*DIRECTIONS*
Reproduce every entry below verbatim, with no changes of any kind.

*INFORMATION SHOWN*
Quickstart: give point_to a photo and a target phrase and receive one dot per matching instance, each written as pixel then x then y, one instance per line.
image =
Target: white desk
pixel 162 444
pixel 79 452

*THE COMPLETED TASK*
Quickstart: give point_to a photo and a target phrase and receive one dot per matching instance, each written as pixel then x then y, one instance per line.
image =
Target: white desk
pixel 162 444
pixel 79 452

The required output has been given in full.